• EXERCISE DATA

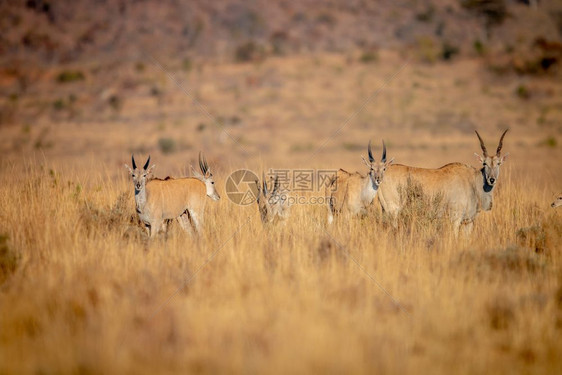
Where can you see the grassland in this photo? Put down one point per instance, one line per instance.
(84, 291)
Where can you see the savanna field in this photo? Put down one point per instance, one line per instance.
(84, 290)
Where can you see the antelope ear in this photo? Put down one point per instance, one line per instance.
(196, 173)
(366, 162)
(479, 158)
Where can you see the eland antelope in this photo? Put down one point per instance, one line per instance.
(464, 190)
(557, 202)
(353, 192)
(182, 199)
(273, 206)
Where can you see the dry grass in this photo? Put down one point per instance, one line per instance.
(91, 294)
(84, 291)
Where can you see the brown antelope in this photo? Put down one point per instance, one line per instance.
(464, 190)
(557, 202)
(353, 192)
(182, 199)
(273, 206)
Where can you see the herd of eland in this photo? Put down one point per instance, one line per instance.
(463, 191)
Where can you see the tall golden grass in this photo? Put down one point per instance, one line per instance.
(84, 291)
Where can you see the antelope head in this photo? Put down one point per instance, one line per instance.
(140, 176)
(206, 177)
(377, 169)
(266, 200)
(491, 164)
(557, 202)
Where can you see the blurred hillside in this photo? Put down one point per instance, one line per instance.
(275, 78)
(69, 31)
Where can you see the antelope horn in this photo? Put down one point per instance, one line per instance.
(482, 144)
(202, 163)
(264, 184)
(371, 158)
(501, 143)
(276, 185)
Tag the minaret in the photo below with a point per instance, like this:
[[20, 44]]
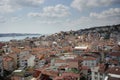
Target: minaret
[[1, 64]]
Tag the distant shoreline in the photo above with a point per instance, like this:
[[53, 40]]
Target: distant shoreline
[[15, 34]]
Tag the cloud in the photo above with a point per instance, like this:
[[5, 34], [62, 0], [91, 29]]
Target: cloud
[[7, 6], [84, 4], [16, 19], [2, 19], [27, 3], [112, 12], [106, 17], [52, 11]]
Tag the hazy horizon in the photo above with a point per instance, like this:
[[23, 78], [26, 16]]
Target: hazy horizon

• TO DO
For this exercise, gather every line of the data that contains the word "horizon".

• EXPECTED ANSWER
Tag the hazy horizon in the photo above with a point per instance, like this:
Target: hazy horizon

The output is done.